## 1. Upload data to S3

First you need to create a bucket for this experiment. Upload the data from the following public location to your own S3 bucket. To facilitate the work of the crawler use two different prefixs (folders): one for the billing information and one for reseller. 

### Download the data

In [None]:
# your bucket name
your_bucket = 'XXXXXXXXX'

In [None]:
!wget https://ml-lab-mggaska.s3.amazonaws.com/sales-forecast/billing_sm.csv
!wget https://ml-lab-mggaska.s3.amazonaws.com/sales-forecast/reseller_sm.csv
!wget https://ml-lab-mggaska.s3.amazonaws.com/sales-forecast/awswrangler-0.0b2-py3.6.egg

In [None]:
import boto3, os
boto3.Session().resource('s3').Bucket(your_bucket).Object(os.path.join('billing', 'billing_sm.csv')).upload_file('billing_sm.csv')
boto3.Session().resource('s3').Bucket(your_bucket).Object(os.path.join('reseller', 'reseller_sm.csv')).upload_file('reseller_sm.csv')
boto3.Session().resource('s3').Bucket(your_bucket).Object(os.path.join('python', 'awswrangler-0.0b2-py3.6.egg')).upload_file('awswrangler-0.0b2-py3.6.egg')

- - -

## EXERCISES TO COMPLETE
• A. For each statement below, say yes or no according to the S3 upload walkthrough, and quote the words from it that decide the answer. (i) A bucket has to be created for the experiment. (ii) The files are downloaded with curl. (iii) The egg file is uploaded under the prefix "python".
• B. Rewrite the part of the S3 upload walkthrough that opens with "## 1. Upload" and closes with "one for reseller.", replacing "bucket" with "container".
• C. Carry on the S3 upload walkthrough from where it stops.

[Point annotation dataset records]

- - -

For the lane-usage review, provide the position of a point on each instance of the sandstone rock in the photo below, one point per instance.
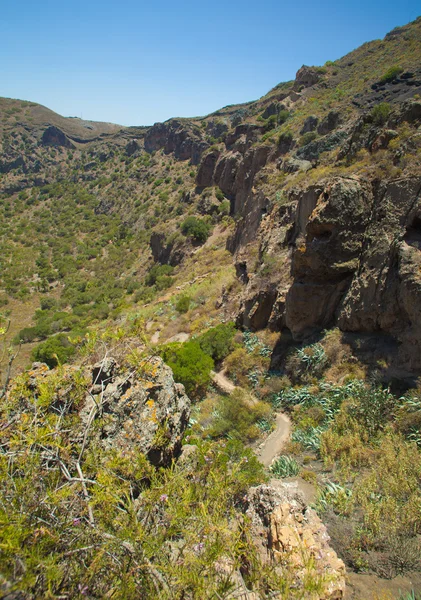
(206, 169)
(312, 150)
(256, 309)
(132, 147)
(167, 253)
(293, 165)
(289, 533)
(177, 137)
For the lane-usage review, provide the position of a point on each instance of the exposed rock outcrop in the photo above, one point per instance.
(178, 137)
(145, 408)
(53, 136)
(289, 533)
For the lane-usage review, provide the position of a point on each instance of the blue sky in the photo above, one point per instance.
(135, 62)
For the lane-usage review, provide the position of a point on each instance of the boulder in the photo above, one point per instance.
(145, 408)
(306, 77)
(310, 124)
(287, 532)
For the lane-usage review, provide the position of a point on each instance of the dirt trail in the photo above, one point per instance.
(275, 442)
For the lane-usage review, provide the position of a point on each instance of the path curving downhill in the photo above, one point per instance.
(275, 442)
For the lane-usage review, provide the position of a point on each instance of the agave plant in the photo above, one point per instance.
(333, 495)
(285, 466)
(308, 438)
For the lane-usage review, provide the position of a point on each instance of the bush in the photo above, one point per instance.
(196, 228)
(190, 366)
(56, 350)
(238, 416)
(285, 466)
(217, 341)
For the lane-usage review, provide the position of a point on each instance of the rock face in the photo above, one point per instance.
(355, 262)
(180, 138)
(146, 410)
(289, 533)
(53, 136)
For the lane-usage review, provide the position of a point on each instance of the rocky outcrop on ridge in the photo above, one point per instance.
(289, 533)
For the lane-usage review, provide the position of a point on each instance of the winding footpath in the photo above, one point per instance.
(275, 442)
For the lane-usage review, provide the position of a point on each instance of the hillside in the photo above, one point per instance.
(276, 242)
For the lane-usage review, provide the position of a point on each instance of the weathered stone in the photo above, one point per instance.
(310, 124)
(306, 77)
(288, 532)
(329, 123)
(145, 411)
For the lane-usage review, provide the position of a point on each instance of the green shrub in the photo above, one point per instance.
(380, 113)
(224, 208)
(196, 228)
(238, 416)
(217, 341)
(56, 350)
(183, 304)
(391, 74)
(191, 366)
(285, 466)
(219, 194)
(308, 137)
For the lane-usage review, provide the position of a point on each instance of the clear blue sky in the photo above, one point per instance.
(134, 62)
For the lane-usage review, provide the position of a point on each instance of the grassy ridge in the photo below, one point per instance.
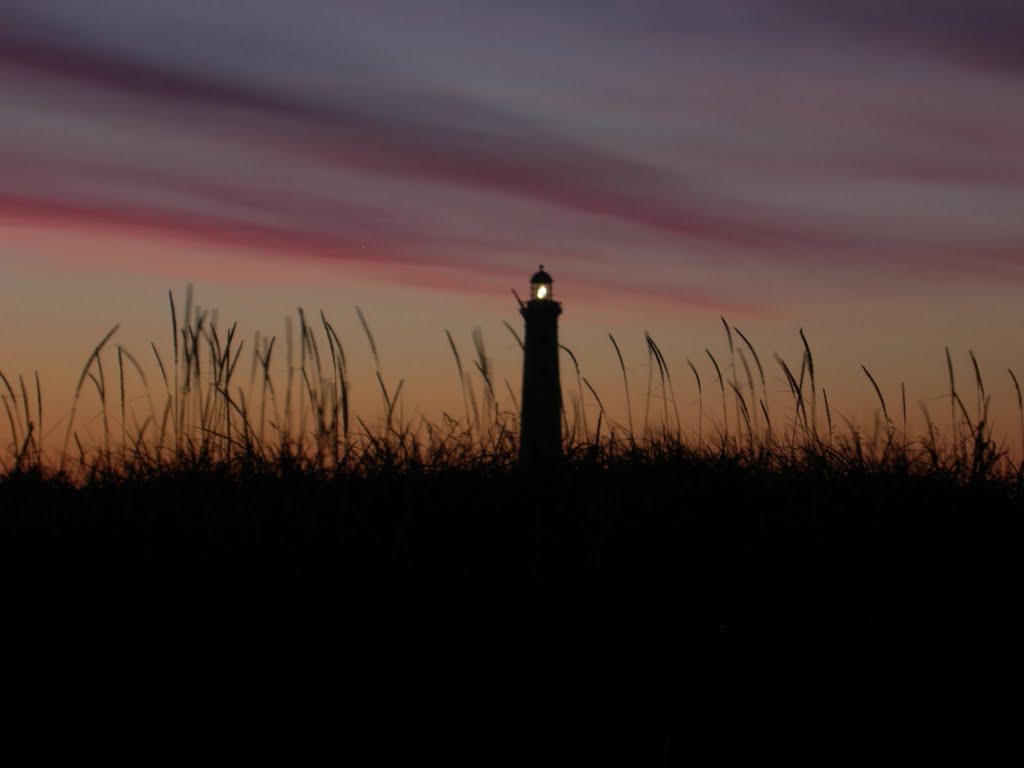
(252, 574)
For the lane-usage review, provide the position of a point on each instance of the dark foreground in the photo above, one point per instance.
(628, 617)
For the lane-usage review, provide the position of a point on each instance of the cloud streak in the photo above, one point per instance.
(329, 153)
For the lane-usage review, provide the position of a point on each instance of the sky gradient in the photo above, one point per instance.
(852, 168)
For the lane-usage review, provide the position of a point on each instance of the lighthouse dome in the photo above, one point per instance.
(541, 276)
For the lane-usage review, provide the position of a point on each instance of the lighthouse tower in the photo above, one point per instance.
(541, 430)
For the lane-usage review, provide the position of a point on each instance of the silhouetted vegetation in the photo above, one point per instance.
(252, 574)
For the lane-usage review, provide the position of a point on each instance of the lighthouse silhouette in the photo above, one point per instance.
(541, 431)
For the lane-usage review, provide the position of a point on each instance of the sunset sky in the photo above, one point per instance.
(852, 168)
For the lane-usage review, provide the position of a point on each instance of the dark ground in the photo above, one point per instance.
(628, 617)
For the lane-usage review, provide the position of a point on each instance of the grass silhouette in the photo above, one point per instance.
(253, 574)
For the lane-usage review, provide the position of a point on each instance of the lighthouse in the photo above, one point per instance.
(541, 430)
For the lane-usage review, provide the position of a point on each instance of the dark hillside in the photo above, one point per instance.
(648, 613)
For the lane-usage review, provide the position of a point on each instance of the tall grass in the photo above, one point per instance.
(201, 418)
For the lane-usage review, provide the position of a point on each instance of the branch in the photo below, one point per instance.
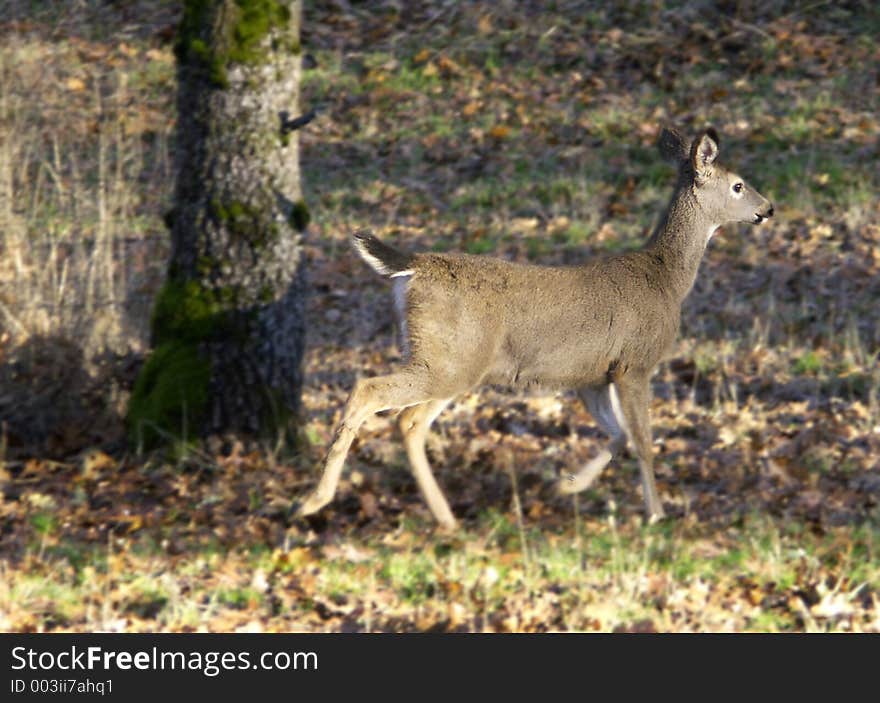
(289, 125)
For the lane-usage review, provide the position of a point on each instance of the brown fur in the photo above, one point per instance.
(599, 328)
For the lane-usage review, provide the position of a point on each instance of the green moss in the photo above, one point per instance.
(299, 216)
(242, 35)
(256, 18)
(185, 311)
(170, 395)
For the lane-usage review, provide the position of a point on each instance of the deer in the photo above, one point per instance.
(599, 328)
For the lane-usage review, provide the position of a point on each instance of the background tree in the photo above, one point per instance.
(227, 327)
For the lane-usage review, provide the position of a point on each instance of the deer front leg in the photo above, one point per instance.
(603, 404)
(635, 396)
(369, 396)
(414, 423)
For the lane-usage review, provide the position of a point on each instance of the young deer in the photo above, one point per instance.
(599, 328)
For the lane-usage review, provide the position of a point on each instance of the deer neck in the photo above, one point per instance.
(679, 241)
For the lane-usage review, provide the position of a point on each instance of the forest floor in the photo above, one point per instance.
(493, 128)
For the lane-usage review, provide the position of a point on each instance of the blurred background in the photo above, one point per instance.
(519, 129)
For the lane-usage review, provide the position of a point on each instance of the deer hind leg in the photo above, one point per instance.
(603, 404)
(370, 395)
(414, 423)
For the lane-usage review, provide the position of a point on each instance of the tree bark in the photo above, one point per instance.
(228, 328)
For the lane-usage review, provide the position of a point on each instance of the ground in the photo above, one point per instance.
(524, 130)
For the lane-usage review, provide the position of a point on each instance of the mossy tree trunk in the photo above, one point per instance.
(228, 327)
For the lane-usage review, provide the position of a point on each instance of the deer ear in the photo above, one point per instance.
(704, 151)
(673, 147)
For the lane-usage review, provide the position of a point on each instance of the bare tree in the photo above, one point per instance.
(227, 328)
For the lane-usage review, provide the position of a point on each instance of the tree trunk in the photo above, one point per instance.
(228, 328)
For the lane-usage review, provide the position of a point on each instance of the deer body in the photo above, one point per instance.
(599, 328)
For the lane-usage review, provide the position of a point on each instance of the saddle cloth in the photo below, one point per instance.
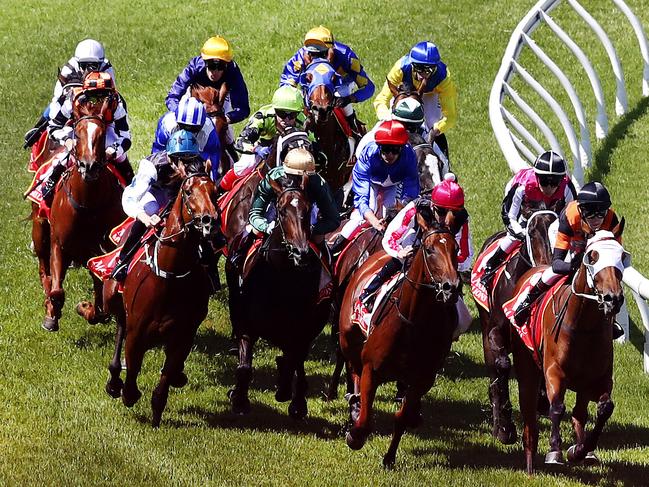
(531, 332)
(363, 319)
(480, 293)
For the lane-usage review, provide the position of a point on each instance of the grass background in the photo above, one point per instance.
(57, 425)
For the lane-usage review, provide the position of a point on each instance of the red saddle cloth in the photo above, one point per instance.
(531, 332)
(480, 293)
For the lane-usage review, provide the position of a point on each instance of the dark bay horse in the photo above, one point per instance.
(165, 296)
(278, 300)
(410, 335)
(496, 340)
(577, 351)
(319, 81)
(85, 207)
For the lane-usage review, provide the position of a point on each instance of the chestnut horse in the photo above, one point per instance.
(321, 121)
(496, 330)
(165, 296)
(213, 100)
(85, 207)
(279, 300)
(410, 334)
(577, 351)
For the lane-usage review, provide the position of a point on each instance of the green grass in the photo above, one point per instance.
(58, 426)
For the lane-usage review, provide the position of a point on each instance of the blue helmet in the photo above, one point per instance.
(191, 111)
(182, 142)
(424, 53)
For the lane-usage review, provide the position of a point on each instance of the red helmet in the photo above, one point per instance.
(448, 194)
(391, 132)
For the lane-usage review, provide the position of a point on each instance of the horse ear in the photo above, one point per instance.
(619, 228)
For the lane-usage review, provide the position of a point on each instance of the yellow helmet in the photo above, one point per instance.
(217, 48)
(319, 37)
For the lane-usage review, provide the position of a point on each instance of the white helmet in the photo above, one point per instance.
(89, 51)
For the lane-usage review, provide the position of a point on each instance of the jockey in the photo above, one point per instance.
(325, 215)
(88, 56)
(402, 234)
(547, 182)
(356, 85)
(255, 140)
(579, 220)
(214, 67)
(423, 65)
(190, 115)
(380, 168)
(155, 185)
(97, 86)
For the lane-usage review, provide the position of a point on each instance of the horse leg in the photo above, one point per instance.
(409, 415)
(134, 354)
(605, 406)
(359, 432)
(499, 366)
(56, 297)
(238, 395)
(298, 408)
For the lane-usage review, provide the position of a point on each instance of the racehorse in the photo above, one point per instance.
(85, 207)
(495, 325)
(410, 333)
(577, 350)
(165, 295)
(319, 82)
(214, 100)
(278, 299)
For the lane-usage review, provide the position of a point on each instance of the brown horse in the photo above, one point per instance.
(279, 300)
(328, 133)
(577, 351)
(495, 325)
(86, 206)
(213, 100)
(410, 335)
(165, 296)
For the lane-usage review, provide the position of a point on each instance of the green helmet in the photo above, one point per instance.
(408, 111)
(288, 99)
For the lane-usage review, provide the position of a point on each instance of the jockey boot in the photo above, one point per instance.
(125, 170)
(32, 135)
(339, 244)
(522, 312)
(128, 250)
(50, 184)
(368, 296)
(492, 264)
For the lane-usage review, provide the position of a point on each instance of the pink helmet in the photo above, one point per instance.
(448, 194)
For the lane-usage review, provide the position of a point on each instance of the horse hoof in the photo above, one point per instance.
(298, 409)
(554, 458)
(180, 380)
(114, 388)
(50, 324)
(128, 400)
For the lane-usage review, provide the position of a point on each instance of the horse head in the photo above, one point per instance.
(319, 82)
(294, 217)
(436, 260)
(213, 99)
(603, 266)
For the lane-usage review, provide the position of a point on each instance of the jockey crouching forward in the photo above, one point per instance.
(380, 168)
(190, 115)
(403, 236)
(356, 86)
(548, 183)
(285, 111)
(324, 216)
(97, 88)
(577, 222)
(156, 184)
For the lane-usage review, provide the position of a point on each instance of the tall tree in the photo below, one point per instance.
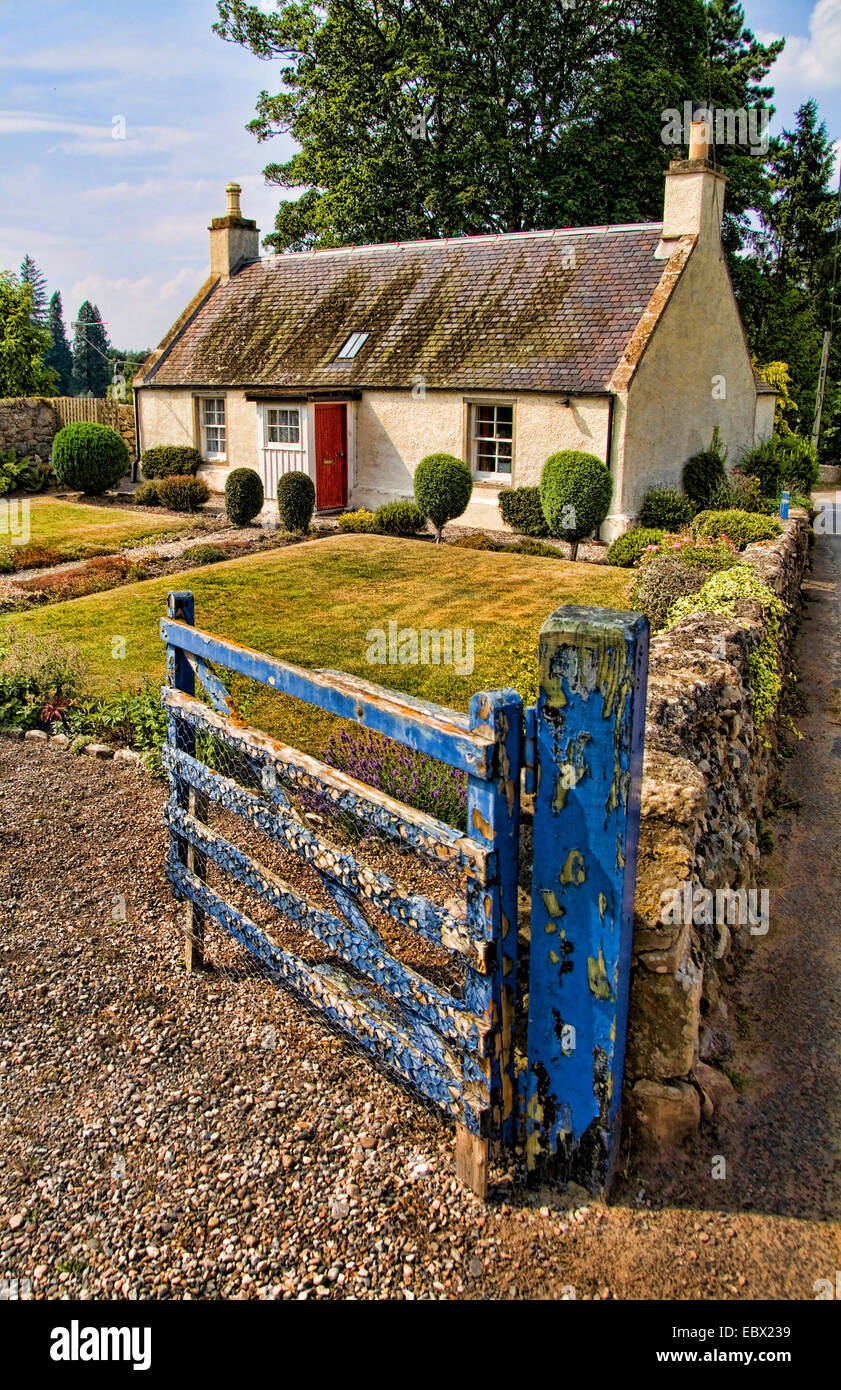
(38, 282)
(22, 344)
(427, 118)
(92, 371)
(59, 355)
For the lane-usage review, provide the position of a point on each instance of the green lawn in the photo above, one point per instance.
(314, 603)
(77, 524)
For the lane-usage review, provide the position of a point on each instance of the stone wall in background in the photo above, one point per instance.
(706, 780)
(28, 424)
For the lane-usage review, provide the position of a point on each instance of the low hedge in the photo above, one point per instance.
(627, 549)
(666, 508)
(741, 527)
(399, 519)
(182, 494)
(170, 460)
(357, 523)
(520, 509)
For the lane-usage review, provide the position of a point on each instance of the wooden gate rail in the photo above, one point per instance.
(458, 1052)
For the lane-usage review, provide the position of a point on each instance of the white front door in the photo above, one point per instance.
(281, 445)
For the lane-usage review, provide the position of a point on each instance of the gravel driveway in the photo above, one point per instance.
(173, 1136)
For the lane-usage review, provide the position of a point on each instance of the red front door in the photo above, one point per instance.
(331, 458)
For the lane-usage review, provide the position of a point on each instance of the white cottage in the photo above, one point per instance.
(352, 364)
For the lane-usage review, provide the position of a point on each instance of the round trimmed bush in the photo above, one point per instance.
(245, 495)
(627, 548)
(576, 491)
(442, 488)
(168, 460)
(146, 495)
(666, 508)
(357, 523)
(296, 502)
(399, 519)
(89, 458)
(184, 494)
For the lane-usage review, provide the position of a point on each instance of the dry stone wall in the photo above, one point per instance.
(706, 779)
(28, 424)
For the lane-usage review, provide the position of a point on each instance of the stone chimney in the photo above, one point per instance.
(234, 239)
(694, 191)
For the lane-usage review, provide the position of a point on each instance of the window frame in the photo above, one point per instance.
(267, 427)
(476, 439)
(216, 455)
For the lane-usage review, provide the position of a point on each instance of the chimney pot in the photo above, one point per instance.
(699, 139)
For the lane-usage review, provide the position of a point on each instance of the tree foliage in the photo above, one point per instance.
(22, 344)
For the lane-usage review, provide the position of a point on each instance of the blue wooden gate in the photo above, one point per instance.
(456, 1048)
(576, 758)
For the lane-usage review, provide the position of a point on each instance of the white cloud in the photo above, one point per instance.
(811, 63)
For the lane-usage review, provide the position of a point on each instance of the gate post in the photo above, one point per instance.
(494, 820)
(588, 759)
(181, 608)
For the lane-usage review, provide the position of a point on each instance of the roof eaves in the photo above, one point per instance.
(652, 313)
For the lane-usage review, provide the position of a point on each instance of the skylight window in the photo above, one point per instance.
(352, 346)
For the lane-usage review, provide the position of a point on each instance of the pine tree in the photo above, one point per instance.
(59, 356)
(38, 282)
(92, 373)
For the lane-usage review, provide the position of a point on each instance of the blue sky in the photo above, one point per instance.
(124, 221)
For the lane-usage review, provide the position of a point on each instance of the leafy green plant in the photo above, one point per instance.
(357, 523)
(741, 527)
(89, 458)
(442, 488)
(399, 519)
(182, 494)
(666, 509)
(170, 460)
(627, 549)
(296, 502)
(705, 471)
(146, 495)
(576, 491)
(520, 509)
(719, 595)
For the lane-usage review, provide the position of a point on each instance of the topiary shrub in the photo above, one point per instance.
(146, 495)
(576, 491)
(705, 471)
(627, 549)
(740, 527)
(296, 501)
(662, 581)
(89, 458)
(442, 488)
(357, 523)
(184, 494)
(666, 508)
(399, 519)
(245, 495)
(521, 510)
(168, 460)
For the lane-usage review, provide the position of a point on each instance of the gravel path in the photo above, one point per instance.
(173, 1136)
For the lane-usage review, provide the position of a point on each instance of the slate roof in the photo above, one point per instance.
(523, 312)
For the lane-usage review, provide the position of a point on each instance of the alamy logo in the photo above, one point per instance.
(431, 647)
(77, 1343)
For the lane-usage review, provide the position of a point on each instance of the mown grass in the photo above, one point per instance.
(314, 603)
(68, 524)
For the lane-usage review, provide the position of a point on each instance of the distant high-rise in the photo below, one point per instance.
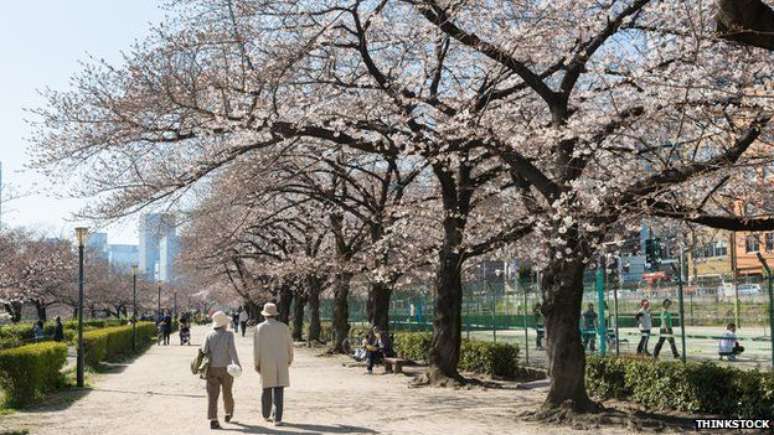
(1, 195)
(122, 256)
(97, 243)
(157, 230)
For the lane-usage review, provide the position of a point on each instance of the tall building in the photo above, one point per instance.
(97, 243)
(157, 230)
(123, 256)
(1, 195)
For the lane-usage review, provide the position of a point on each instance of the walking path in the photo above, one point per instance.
(157, 394)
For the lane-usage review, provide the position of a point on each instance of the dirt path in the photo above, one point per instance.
(157, 394)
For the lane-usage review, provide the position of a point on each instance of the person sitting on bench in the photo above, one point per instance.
(728, 345)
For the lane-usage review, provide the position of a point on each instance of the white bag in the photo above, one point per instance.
(234, 370)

- - -

## ANSWERS TO THE EXERCISE
• A.
(i) Yes: "First you need to create a bucket for this experiment."
(ii) No: "!wget https://ml-lab-mggaska.s3.amazonaws.com/sales-forecast/billing_sm.csv"
(iii) Yes: "os.path.join('python', 'awswrangler-0.0b2-py3.6.egg')"

• B.
## 1. Upload data to S3

First you need to create a container for this experiment. Upload the data from the following public location to your own S3 container. To facilitate the work of the crawler use two different prefixs (folders): one for the billing information and one for reseller.

• C.
## 2. Create Crawler

To use this csv information in the context of a Glue ETL, first we have to create a Glue crawler pointing to the location of each file. The crawler will try to figure out the data types of each column. The safest way to do this process is to create one crawler for each table pointing to a different location.

1. Create an IAM role GlueCrawlerRole with the policy AWSGlueServiceRole.
2. Under Services, go to AWS Glue.
3. Under crawlers Add Crawler and two crawlers: create one pointing to each S3 location (one to billing and one to reseller)

    3.1 Name: Billing, Data Store, Specific Path in my Account, Navigate to your bucket and your folder Billing, use an existing IAM role AWSGlueServiceRole, add database implementationdb, Next, Finish
    
    3.2 After the crawler is created select Run it now.
    
    3.3 Name: Reseller, Data Store, Specific Path in my Account, Navigate to your bucket and your folder Reseller, use an existing IAM role AWSGlueServiceRole, select database implementationdb, Next, Finish
    
    3.4 After the crawler is created select Run it now.

After both crawlers run you should see one table is been adeed for each. You can use Athena to inspect the tables and double check the data is been added properly.

## 3. Create Sample View in Athena

When dealing with medium or large datasets, it's a good practice to work on a sample. This will allow you to perform faster experiments regarding feature engineering, data exploration, etc. 

Under Services > Athena we can create the following view on the query editor that will sample only a 10% of the resellers from the billing dataset.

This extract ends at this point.